--- PROVIDED ENTRIES ---

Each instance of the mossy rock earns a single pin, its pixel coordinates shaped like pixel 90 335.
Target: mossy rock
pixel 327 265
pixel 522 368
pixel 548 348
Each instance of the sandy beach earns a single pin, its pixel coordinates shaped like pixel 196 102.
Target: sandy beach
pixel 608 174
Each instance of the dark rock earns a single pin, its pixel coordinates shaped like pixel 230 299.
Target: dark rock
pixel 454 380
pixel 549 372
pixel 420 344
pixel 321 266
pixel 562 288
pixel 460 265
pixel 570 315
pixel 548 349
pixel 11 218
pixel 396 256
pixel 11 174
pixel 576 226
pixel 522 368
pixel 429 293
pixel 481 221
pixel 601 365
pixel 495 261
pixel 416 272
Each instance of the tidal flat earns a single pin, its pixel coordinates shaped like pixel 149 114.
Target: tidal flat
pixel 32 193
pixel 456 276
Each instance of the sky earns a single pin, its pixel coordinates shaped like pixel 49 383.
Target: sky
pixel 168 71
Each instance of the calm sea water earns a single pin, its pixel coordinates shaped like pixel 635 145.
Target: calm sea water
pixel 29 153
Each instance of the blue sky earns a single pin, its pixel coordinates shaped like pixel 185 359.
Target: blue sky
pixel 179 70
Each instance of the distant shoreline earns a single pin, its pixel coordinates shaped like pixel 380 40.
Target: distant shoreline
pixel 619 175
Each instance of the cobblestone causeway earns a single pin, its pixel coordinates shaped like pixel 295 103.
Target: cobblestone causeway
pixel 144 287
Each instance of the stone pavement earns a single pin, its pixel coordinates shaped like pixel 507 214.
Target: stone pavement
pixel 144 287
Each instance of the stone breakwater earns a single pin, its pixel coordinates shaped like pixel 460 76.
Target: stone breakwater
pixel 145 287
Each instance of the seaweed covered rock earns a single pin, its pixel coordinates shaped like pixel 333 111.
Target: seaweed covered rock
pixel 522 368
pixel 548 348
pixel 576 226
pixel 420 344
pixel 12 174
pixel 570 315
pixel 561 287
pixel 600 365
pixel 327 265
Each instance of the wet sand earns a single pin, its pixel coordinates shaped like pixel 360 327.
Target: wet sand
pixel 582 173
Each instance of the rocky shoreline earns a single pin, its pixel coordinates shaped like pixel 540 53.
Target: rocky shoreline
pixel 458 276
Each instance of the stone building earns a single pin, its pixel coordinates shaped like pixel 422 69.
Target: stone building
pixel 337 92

--- HOW TO COMPLETE THIS TASK ---
Whatever lies between the line containing "Each instance of the wet" and the final line above, both included, must be returned exactly.

--- YOUR RESPONSE ---
Each instance of the wet sand earns a single pin, its pixel coordinates shaped like pixel 360 327.
Target: wet sand
pixel 582 173
Each instance of the rocky shoreline earns a single pin, its pixel coordinates shaped like pixel 540 53.
Target: rocky shoreline
pixel 458 276
Each instance of the stone building earns a single pin, its pixel coordinates shaped like pixel 422 69.
Target: stone building
pixel 337 92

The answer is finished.